§ WORK TO COMPLETE:
Report each line in the items below that contains the word "wooden". Case counts.

+++

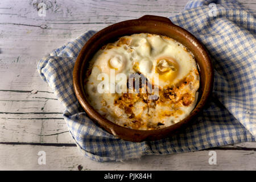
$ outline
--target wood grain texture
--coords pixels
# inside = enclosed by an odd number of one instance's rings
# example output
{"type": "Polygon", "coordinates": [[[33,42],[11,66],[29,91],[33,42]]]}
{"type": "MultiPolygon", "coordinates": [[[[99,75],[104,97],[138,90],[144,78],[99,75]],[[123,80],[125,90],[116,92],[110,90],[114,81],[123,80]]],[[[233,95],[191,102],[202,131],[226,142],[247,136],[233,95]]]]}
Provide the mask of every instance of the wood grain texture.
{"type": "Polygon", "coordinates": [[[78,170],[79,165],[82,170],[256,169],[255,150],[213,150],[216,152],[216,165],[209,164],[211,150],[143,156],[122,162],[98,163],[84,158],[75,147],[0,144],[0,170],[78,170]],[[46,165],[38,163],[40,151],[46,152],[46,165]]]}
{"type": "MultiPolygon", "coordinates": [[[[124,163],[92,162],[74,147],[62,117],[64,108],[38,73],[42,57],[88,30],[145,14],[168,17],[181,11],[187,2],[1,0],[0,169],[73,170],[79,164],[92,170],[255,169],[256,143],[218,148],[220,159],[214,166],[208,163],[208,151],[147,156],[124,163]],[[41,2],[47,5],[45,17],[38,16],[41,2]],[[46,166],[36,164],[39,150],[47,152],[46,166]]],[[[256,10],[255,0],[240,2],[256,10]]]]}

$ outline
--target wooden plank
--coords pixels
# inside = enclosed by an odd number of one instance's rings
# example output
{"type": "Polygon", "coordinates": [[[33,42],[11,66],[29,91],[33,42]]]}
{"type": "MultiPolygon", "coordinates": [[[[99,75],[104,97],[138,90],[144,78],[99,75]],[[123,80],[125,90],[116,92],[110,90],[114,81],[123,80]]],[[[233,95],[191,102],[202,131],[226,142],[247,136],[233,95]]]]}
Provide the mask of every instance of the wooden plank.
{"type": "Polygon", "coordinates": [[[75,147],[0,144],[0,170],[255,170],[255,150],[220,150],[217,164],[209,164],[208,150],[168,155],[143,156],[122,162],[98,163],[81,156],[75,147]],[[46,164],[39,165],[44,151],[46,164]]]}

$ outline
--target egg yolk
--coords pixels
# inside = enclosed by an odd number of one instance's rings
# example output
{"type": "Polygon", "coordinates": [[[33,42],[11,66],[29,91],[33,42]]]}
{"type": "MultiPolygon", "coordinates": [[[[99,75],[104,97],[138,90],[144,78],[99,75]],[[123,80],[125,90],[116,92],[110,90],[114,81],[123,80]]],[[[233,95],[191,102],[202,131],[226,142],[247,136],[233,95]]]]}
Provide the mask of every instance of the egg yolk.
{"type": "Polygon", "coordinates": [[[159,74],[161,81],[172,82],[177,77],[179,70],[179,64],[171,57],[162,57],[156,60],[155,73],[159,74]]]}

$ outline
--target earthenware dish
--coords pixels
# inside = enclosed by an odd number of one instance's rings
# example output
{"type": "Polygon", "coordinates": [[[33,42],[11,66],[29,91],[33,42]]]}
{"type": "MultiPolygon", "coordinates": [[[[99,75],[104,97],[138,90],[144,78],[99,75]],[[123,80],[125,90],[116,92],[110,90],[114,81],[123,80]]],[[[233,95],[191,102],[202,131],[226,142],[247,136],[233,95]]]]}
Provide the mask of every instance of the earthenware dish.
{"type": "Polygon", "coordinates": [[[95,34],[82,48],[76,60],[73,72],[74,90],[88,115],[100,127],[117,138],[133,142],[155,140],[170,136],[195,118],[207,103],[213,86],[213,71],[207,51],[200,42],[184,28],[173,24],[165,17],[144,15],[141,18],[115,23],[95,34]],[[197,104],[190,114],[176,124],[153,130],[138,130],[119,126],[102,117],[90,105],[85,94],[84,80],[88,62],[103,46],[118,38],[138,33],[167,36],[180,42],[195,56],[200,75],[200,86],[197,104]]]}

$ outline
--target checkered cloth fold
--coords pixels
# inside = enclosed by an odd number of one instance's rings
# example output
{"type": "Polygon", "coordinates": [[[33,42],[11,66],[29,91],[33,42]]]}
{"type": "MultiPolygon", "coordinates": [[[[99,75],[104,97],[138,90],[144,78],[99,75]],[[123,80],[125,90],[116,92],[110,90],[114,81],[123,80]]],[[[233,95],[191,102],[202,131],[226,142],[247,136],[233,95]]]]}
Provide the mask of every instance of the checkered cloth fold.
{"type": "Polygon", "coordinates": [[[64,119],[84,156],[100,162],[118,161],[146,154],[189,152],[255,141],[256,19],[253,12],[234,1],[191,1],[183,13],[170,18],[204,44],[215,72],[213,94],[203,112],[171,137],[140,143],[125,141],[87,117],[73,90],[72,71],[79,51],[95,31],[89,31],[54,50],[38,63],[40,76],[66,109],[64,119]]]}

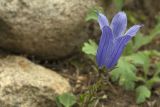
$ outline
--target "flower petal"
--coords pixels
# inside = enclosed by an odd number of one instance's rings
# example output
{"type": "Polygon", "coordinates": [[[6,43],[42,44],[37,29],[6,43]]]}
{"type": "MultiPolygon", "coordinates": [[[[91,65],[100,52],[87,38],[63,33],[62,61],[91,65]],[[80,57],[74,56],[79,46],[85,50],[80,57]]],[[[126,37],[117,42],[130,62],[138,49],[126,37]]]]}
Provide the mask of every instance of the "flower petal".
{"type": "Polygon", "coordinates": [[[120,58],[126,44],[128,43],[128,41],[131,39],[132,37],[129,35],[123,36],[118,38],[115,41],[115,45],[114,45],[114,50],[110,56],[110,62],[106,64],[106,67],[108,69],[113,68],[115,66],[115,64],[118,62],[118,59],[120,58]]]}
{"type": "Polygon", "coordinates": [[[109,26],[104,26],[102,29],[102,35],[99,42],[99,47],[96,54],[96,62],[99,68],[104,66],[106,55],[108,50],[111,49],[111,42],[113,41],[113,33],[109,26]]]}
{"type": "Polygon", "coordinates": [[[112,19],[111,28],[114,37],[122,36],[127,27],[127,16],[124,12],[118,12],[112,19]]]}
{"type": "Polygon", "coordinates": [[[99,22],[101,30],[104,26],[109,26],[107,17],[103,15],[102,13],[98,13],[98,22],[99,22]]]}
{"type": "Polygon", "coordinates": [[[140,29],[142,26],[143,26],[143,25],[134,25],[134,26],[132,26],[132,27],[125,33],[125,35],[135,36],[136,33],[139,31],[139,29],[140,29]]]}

+++

§ FULL ANSWER:
--target wooden plank
Provide the mask of every instance of the wooden plank.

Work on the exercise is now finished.